Segment Open

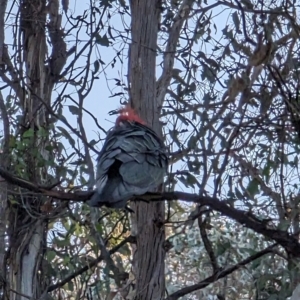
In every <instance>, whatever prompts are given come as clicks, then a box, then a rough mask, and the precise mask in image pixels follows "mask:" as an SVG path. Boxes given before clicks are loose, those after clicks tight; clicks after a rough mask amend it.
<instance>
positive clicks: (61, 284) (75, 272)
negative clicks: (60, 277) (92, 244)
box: [47, 236, 135, 292]
mask: <svg viewBox="0 0 300 300" xmlns="http://www.w3.org/2000/svg"><path fill="white" fill-rule="evenodd" d="M134 242H135V238H134V237H132V236H129V237H127V238H125V239H124V240H123V241H122V242H121V243H120V244H119V245H117V246H115V247H114V248H113V249H111V250H109V251H108V253H109V255H112V254H114V253H116V252H117V251H118V250H119V249H120V248H121V247H123V246H124V245H125V244H126V243H134ZM103 259H104V257H103V255H102V254H101V255H100V256H99V257H97V258H96V259H95V260H93V261H91V262H90V263H88V264H86V265H85V266H84V267H82V268H81V269H79V270H77V271H75V272H74V273H72V274H71V275H69V276H67V277H66V278H65V279H63V280H61V281H60V282H58V283H56V284H53V285H51V286H49V287H48V289H47V292H52V291H54V290H56V289H58V288H61V287H62V286H64V285H65V284H66V283H68V282H70V281H71V280H73V279H74V278H75V277H77V276H79V275H81V274H83V273H84V272H86V271H88V270H89V269H91V268H93V267H95V266H96V265H97V264H98V263H99V262H101V261H102V260H103Z"/></svg>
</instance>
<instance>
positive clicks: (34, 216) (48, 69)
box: [0, 0, 66, 300]
mask: <svg viewBox="0 0 300 300" xmlns="http://www.w3.org/2000/svg"><path fill="white" fill-rule="evenodd" d="M46 4H48V6H46ZM58 12H59V3H58V1H57V0H51V1H48V3H46V1H42V0H23V1H21V2H20V6H19V13H20V24H19V26H20V27H19V33H20V34H19V37H20V38H19V39H18V41H17V43H18V44H19V52H18V53H19V57H18V59H19V62H20V64H22V67H23V72H24V75H22V74H20V73H19V76H20V77H19V78H18V82H20V85H19V86H16V85H14V86H13V84H15V82H11V84H12V87H13V89H14V91H15V92H16V95H17V96H18V97H19V101H20V103H21V108H22V111H23V119H22V122H21V123H20V128H18V130H19V137H20V141H24V142H25V140H23V134H24V133H25V132H26V131H27V130H32V131H33V132H34V134H33V136H32V137H31V138H30V141H29V142H28V139H27V142H26V143H27V144H26V147H27V148H26V149H25V151H24V156H23V158H24V161H25V162H26V166H25V167H24V170H23V172H24V173H23V176H24V177H27V178H28V180H30V181H31V182H34V183H36V184H46V183H48V182H47V180H48V176H47V167H41V166H40V167H38V166H37V165H38V164H37V162H38V158H37V155H36V154H35V151H32V149H36V150H37V151H36V152H38V153H40V154H41V155H42V157H43V159H44V160H47V159H49V155H50V154H49V153H48V151H46V150H45V147H46V146H47V145H48V143H49V140H48V137H47V136H43V137H41V136H40V135H38V134H37V133H38V131H39V130H40V129H41V128H43V129H44V130H45V131H46V132H48V130H49V127H48V126H49V124H48V119H49V108H50V101H51V93H52V90H53V86H54V83H55V80H56V79H57V75H58V74H59V73H60V71H61V68H62V67H63V65H64V63H65V59H66V57H65V49H66V46H65V44H64V42H63V38H62V32H61V29H60V15H59V13H58ZM47 14H48V16H49V21H48V20H47ZM46 28H47V29H48V32H49V38H50V40H51V44H52V54H51V56H50V58H49V59H48V54H47V52H48V49H47V44H46ZM7 59H9V57H8V54H7V55H6V60H7ZM5 63H6V64H7V65H8V66H12V63H10V62H8V61H6V62H5ZM17 71H18V70H15V73H14V74H18V72H17ZM21 86H22V88H21ZM14 173H15V172H14ZM14 192H15V193H14V194H12V195H11V197H15V199H14V200H15V201H14V202H12V203H11V202H9V203H8V213H7V216H8V217H7V223H8V228H9V229H8V237H9V251H8V253H7V260H6V266H7V273H8V274H7V277H6V283H7V284H6V285H5V289H6V290H5V293H4V294H5V297H6V298H5V299H10V300H25V299H29V298H30V299H39V298H40V296H41V295H42V293H43V292H44V291H45V290H46V286H47V284H48V283H47V282H45V280H44V278H43V277H44V276H43V270H42V261H43V255H44V253H45V250H46V234H47V224H48V220H47V219H46V218H45V217H43V216H42V215H41V209H40V207H41V206H42V205H43V203H44V201H45V198H43V197H41V196H35V197H34V196H30V195H28V194H23V193H22V190H21V189H17V190H15V191H14ZM16 202H17V203H18V204H16ZM0 248H1V247H0Z"/></svg>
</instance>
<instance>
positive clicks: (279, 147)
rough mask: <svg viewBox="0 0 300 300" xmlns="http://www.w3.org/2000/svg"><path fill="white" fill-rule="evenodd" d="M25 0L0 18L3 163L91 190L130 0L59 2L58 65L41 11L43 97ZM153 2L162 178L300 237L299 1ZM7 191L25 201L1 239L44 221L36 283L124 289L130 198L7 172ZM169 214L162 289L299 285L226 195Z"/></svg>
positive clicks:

Segment Closed

Lines from the start of the listing above through the line holding "negative clicks: (60, 277) (92, 244)" are to be duplicated exactly, and nothing more; leave out the pictures.

* [Solved problem]:
In every <instance>, whatever prompts are given come as clicks, then a box, then a rough mask, and the precise mask in image pixels follows "mask:" as an SVG path. Boxes given before clicks are loose, those after clicks tight; clicks after a rough mask amend it.
<instance>
positive clicks: (61, 284) (75, 272)
negative clicks: (60, 277) (92, 244)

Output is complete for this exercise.